As of May 2018, the following radios were being equipped to carry the MUOS waveform beyond those discussed above. These include General Dynamic’s AN/USC-61C High Frequency (HF: three megahertz to 30MHz) and V/UHF maritime radio, plus the US Army’s L3Harris AN/PRC-158 manpack transceivers, Collins Aerospace’ AN/PRC-162 TruNet V/UHF manpack/vehicular radio, the same company’s AN/ARC-210 V/UHF airborne radio used by all five of the US armed forces and the handheld L3Harris AN/PRC-163 V/UHF transceiver also used throughout the US armed services.

The big attractions for the MUOS waveform concerning jungle communications is that it can be ported into those radios listed above avoiding the need to purchase new transceivers. Secondly, the waveform can be used while static or on-the-move with a minimum of accompanying SATCOM infrastructure. Nonetheless, MUOS only offers narrowband communications. What is more, as a US DoD proprietary waveform certainly countries may not have access to it, or the transceivers which can accommodate it.

MUOS-Waveform
Although seen there in an environment vastly difficult from the rainforests which cover significant tracts of the Asia-Pacific the MUOS waveform offers promise for SATCOM in jungle environments with a minimum of supporting infrastructure.

Low and Medium Frequency wavebands

MF-Communications
While MF communications can work well in rainforests their practicality can be hindered by the size of the antennas needed for such communications and restrictions on their bandwidths.

McDonald says that another approach to solving the riddle of jungle tactical communications can be found by using comparatively lower frequencies compared to V/UHF for transmissions.

Low Frequency and Medium Frequency wavebands of 30 kilohertz/KHz to 300KHz and 300KHz to three megahertz respectively employ surface wave transmissions. The clever thing about surface wave communications is that they follow the curvature of the Earth as opposed to travelling in a straight LOS fashion a la V/UHF communications. These characteristics allow LF and MF to transmit over-the-horizon as the signals bend around the Earth.

### GIVEN DATA
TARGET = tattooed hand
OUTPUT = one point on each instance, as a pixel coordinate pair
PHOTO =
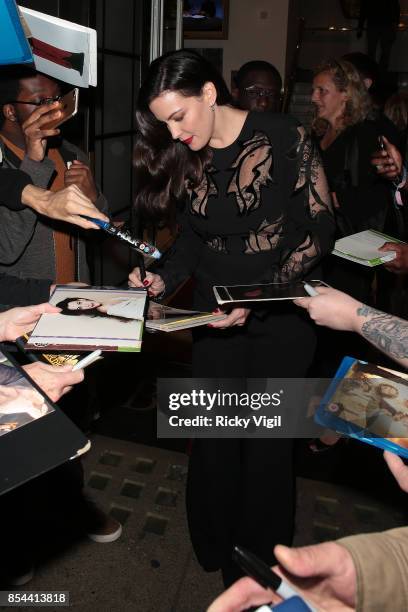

### THINGS TO DO
a: In the passage on jungle communications, what range does the Low Frequency waveband cover?
b: Quote the passage on jungle communications from "McDonald says that" to "around the Earth.".

### ANSWERS FOR THE TASKS
a: 30 kilohertz to 300 kilohertz.

b:
McDonald says that another approach to solving the riddle of jungle tactical communications can be found by using comparatively lower frequencies compared to V/UHF for transmissions.

Low Frequency and Medium Frequency wavebands of 30 kilohertz/KHz to 300KHz and 300KHz to three megahertz respectively employ surface wave transmissions. The clever thing about surface wave communications is that they follow the curvature of the Earth as opposed to travelling in a straight LOS fashion a la V/UHF communications. These characteristics allow LF and MF to transmit over-the-horizon as the signals bend around the Earth.